● **JOB**:
Answer these questions from the journal article excerpt on adult students in higher education:
(a) What age range on entry defines traditional students?
(b) What term is used in Australia for students aged 25 or over on admission?
(c) According to the excerpt, what caused the rise in older students in the United Kingdom?

● **DOCUMENT TEXT**:
↓
Academic journal article Journal of Higher Education

Adult Students in Higher Education: Burden or Boon?

Academic journal article Journal of Higher Education

Adult Students in Higher Education: Burden or Boon?

Article excerpt

Since the mid-1970s, universities in the United States have recruited substantial numbers of students from the older sections of the population. Indeed, during this period the proportion of so-called adult students (i.e., those who are over the age of 22 at the time of their entry into higher education) has equaled the proportion of so-called traditional students (i.e., those aged between 18 and 22 on entry) (e.g., Lenz & Shaevitz, 1977, p. 4). This influx of older students has been prompted by demographic, economic, and technological developments (see Merriam & Caffarella, 1991, chap. 1). A similar situation has arisen in Australia, where students aged 25 or over on admission are described as "mature-age" students (see Hore, 1992), and in the United Kingdom, where students aged 21 or over on admission to undergraduate courses and those aged 25 or over on admission to graduate programs are described as "mature students" (see Griffin, 1992, pp. 61-63). However, in the United Kingdom, this has been the result of changes in national government policy and funding arrangements.
↑
● **ENTRIES SHOWN**:
↓
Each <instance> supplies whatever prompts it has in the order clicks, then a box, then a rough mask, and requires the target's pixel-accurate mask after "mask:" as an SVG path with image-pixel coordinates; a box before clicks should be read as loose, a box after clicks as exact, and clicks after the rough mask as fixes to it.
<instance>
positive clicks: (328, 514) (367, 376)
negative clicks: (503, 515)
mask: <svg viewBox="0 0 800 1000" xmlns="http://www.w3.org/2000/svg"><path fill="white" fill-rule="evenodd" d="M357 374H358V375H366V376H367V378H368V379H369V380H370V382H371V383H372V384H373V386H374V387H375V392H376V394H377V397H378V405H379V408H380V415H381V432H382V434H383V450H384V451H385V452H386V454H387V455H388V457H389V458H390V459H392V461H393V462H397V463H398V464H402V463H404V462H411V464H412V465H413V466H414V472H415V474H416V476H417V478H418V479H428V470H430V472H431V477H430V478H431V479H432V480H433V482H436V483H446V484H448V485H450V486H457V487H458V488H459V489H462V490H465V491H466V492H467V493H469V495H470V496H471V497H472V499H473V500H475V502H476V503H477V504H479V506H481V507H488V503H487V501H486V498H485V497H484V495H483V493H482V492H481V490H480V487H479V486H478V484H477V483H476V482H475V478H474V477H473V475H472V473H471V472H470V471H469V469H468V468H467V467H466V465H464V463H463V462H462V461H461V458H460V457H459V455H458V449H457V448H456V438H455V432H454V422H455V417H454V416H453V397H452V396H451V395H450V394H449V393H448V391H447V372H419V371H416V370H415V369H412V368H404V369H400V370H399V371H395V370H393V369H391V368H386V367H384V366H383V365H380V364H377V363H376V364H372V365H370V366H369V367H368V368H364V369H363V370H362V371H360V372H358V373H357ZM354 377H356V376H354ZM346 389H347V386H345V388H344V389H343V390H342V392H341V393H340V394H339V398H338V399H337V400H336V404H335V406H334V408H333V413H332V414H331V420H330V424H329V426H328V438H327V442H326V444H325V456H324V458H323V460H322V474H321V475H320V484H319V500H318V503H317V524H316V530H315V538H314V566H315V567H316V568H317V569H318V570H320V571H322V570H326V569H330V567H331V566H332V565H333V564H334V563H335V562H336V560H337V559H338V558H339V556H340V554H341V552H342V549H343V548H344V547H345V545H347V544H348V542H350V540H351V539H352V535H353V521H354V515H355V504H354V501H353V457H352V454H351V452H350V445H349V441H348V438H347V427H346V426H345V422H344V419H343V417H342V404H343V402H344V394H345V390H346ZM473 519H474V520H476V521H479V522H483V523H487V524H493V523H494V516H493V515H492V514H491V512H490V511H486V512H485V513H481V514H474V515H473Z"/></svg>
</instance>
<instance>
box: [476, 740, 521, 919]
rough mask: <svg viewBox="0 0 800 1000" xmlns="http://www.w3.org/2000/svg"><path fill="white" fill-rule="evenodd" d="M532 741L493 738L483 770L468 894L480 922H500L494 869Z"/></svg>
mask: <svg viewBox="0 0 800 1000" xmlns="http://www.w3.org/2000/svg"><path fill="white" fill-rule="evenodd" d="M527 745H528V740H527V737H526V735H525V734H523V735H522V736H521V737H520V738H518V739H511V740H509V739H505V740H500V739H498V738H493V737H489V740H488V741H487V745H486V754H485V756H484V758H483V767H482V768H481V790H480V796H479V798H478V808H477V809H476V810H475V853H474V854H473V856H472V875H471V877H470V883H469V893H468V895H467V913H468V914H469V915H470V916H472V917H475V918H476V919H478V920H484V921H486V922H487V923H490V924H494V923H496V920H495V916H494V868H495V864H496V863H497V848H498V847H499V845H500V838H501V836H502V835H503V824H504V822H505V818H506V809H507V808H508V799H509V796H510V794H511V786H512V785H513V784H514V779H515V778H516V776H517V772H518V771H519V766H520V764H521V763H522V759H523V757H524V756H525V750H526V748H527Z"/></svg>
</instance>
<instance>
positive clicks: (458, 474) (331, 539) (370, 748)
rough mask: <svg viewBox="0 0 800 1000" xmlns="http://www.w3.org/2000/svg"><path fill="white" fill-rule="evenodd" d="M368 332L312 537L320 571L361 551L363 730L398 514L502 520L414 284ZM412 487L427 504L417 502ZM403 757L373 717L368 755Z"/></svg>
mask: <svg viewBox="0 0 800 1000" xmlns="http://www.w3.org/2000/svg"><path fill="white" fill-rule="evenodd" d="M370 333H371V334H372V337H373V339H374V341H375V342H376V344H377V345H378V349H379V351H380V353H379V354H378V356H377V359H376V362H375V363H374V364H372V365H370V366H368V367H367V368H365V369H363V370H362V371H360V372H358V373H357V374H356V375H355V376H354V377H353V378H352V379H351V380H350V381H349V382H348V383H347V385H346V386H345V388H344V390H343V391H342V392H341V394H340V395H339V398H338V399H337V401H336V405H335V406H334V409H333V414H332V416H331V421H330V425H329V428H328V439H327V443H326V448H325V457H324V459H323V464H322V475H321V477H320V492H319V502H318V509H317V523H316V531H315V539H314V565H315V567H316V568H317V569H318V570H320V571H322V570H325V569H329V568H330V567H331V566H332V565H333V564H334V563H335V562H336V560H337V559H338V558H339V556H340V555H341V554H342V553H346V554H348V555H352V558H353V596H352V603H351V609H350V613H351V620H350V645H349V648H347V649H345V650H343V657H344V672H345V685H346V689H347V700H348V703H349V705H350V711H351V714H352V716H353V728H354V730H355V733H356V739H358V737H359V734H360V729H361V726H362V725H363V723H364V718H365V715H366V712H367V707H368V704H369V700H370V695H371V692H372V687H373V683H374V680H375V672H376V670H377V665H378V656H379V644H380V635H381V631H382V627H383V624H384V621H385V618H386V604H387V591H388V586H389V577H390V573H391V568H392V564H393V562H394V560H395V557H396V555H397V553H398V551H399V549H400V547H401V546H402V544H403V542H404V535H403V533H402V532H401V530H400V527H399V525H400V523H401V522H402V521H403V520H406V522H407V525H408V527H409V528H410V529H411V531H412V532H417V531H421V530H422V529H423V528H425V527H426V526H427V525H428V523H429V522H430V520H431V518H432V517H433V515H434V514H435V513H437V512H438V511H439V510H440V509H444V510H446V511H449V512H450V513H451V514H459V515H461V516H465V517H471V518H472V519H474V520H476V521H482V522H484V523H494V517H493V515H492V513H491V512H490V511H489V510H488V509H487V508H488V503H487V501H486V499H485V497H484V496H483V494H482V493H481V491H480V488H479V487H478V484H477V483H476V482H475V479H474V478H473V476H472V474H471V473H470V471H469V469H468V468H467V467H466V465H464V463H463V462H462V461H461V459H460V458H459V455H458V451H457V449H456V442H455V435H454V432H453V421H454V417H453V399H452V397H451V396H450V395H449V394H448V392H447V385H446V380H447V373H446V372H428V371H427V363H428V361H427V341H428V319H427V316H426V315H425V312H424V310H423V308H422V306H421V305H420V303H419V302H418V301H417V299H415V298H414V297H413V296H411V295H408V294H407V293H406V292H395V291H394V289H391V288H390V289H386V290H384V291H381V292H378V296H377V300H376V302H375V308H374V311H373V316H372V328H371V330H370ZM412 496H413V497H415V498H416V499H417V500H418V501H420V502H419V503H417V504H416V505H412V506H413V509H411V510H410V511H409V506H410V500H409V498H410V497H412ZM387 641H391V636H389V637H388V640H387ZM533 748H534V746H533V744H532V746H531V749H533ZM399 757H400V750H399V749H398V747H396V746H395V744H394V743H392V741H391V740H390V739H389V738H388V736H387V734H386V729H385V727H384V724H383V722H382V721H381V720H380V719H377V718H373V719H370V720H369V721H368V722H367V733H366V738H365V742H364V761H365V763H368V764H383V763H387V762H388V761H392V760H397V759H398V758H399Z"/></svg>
↑
● **SOLUTION TO THIS EXERCISE**:
(a) Between 18 and 22.
(b) "Mature-age" students.
(c) Changes in national government policy and funding arrangements.